**INSTRUCTIONS FOR THE TASK**
Copy each of the records below word for word, keeping every line unchanged.

**GIVEN DATA**
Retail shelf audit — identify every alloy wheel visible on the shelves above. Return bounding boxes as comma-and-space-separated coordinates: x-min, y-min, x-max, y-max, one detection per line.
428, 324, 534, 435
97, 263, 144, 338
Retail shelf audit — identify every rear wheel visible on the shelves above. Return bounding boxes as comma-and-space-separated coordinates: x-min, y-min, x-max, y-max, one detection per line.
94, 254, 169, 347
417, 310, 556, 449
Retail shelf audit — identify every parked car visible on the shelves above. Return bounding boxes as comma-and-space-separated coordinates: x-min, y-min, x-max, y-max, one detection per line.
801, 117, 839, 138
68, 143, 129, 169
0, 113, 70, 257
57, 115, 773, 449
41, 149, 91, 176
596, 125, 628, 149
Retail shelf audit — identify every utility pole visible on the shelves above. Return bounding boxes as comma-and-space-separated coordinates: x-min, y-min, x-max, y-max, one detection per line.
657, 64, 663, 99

**TASK ANSWER**
Retail shelf audit — identify every alloy wheel visible on the shelves above. Return bounding boxes as comma-and-space-separated coordinates: x-min, y-min, x-max, y-max, one detection per line.
428, 324, 534, 435
97, 263, 144, 338
Retail shelf audit — identify every rear wheel visible on the shelves above. Return bounding boxes as comma-and-space-separated coordinates: x-min, y-min, x-max, y-max, one detection per line.
94, 254, 169, 347
417, 310, 556, 449
Retail shelf audit — identify every parked car visible on the shelves above. Return bounding boxes as comma-and-space-separated coordinates: x-min, y-min, x-max, y-max, one detection per line.
801, 117, 839, 138
68, 143, 129, 169
0, 113, 70, 257
57, 115, 773, 449
41, 149, 91, 176
596, 125, 628, 149
Retail shelf audit — identify every utility pole visible on the shelves above. Return bounding boxes as comma-and-space-separated coordinates: x-min, y-min, x-max, y-max, one detection per line.
657, 64, 663, 99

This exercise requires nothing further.